#### [Your task]
Pull out every line in the items below that contains the word "clicks", counting only matches with the same upper- and lowercase letters.

#### [Information shown]
Content starts

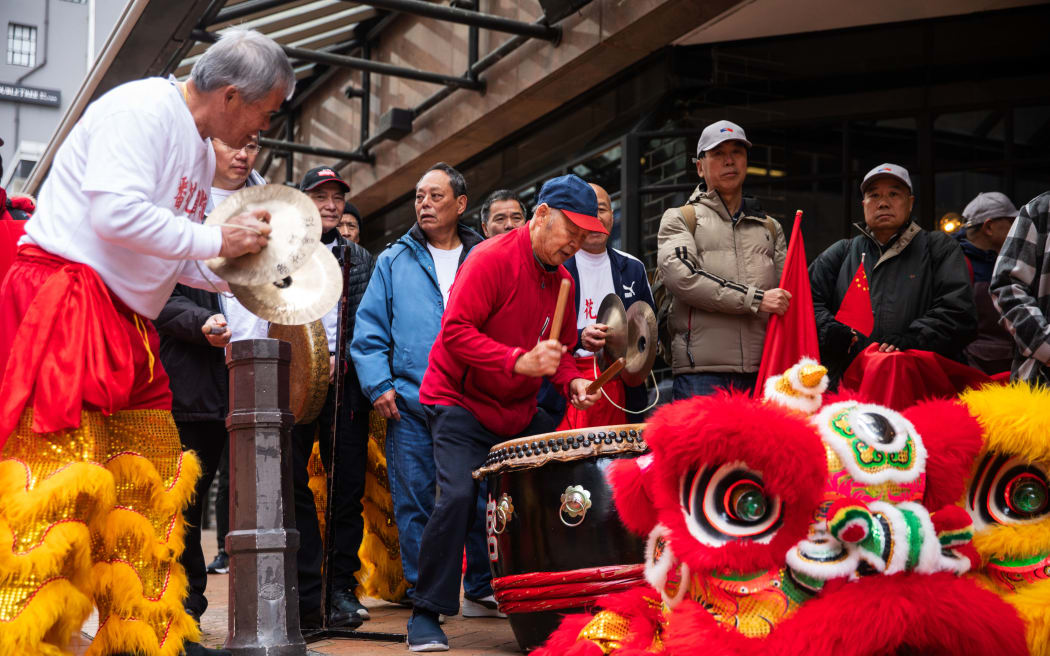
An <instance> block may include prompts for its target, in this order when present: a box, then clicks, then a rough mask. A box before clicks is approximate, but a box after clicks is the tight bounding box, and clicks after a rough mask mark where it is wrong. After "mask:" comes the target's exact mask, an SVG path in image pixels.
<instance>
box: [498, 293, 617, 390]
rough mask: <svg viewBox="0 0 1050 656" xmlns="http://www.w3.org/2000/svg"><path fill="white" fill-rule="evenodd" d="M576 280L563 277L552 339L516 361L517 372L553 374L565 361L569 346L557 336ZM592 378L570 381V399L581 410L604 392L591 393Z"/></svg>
mask: <svg viewBox="0 0 1050 656" xmlns="http://www.w3.org/2000/svg"><path fill="white" fill-rule="evenodd" d="M571 287H572V283H571V282H569V281H568V280H567V279H564V278H563V279H562V287H561V289H559V291H558V305H556V306H555V309H554V320H553V321H552V322H551V324H550V339H545V340H543V341H541V342H540V343H538V344H537V345H535V346H533V347H532V350H531V351H529V352H528V353H525V354H523V355H522V356H521V357H520V358H518V361H517V362H514V374H521V375H522V376H532V377H533V378H540V377H542V376H553V374H554V372H556V371H558V366H559V364H561V362H562V355H563V354H564V353H565V352H566V351H568V346H566V345H565V344H563V343H561V342H560V341H558V339H556V336H558V335H560V334H561V332H562V319H563V318H564V317H565V303H566V302H568V300H569V290H570V288H571ZM588 384H590V381H588V380H586V379H584V378H574V379H572V382H570V383H569V402H570V403H572V405H573V406H575V407H576V408H579V409H581V410H585V409H587V408H589V407H590V406H592V405H594V402H595V401H597V400H598V398H600V397H601V395H602V392H601V390H597V392H596V393H595V394H587V385H588Z"/></svg>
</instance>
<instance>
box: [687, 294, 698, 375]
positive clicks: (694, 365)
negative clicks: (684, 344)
mask: <svg viewBox="0 0 1050 656" xmlns="http://www.w3.org/2000/svg"><path fill="white" fill-rule="evenodd" d="M687 308H689V324H688V325H689V327H688V330H686V356H688V357H689V366H690V367H695V366H696V362H694V361H693V354H692V352H691V351H690V345H689V343H690V340H692V338H693V306H692V305H687Z"/></svg>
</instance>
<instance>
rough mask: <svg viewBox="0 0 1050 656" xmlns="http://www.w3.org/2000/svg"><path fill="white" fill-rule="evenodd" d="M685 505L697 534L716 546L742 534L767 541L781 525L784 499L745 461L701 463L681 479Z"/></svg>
mask: <svg viewBox="0 0 1050 656" xmlns="http://www.w3.org/2000/svg"><path fill="white" fill-rule="evenodd" d="M681 507H682V512H684V513H685V515H686V524H687V526H688V527H689V532H690V533H692V534H693V536H694V537H695V538H696V539H698V541H699V542H701V543H702V544H706V545H708V546H712V547H718V546H721V545H723V544H726V543H728V542H731V541H733V539H738V538H747V539H751V541H754V542H759V543H766V542H769V541H770V539H772V538H773V535H774V534H775V533H776V531H777V529H778V528H780V522H781V507H780V499H779V498H778V496H776V495H773V494H771V493H770V492H769V490H766V489H765V486H764V483H763V481H762V475H761V473H759V472H757V471H754V470H753V469H749V468H748V467H747V466H744V465H743V463H730V464H726V465H721V466H720V467H701V468H700V469H698V470H694V471H692V472H689V473H687V474H686V475H685V477H684V478H682V480H681Z"/></svg>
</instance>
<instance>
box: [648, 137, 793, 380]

Content ends

#### [Solution to the exercise]
An <instance> block may include prompts for its target, in this order when present: a box, then clicks, then a rough mask. A box before clicks is approximate, but a box after clicks is the tight bounding box, and clicks after a rough mask mark where it is wrong. After "mask:" comes the target's exact mask, an SVG path in image pixels.
positive clicks: (694, 365)
negative clicks: (684, 344)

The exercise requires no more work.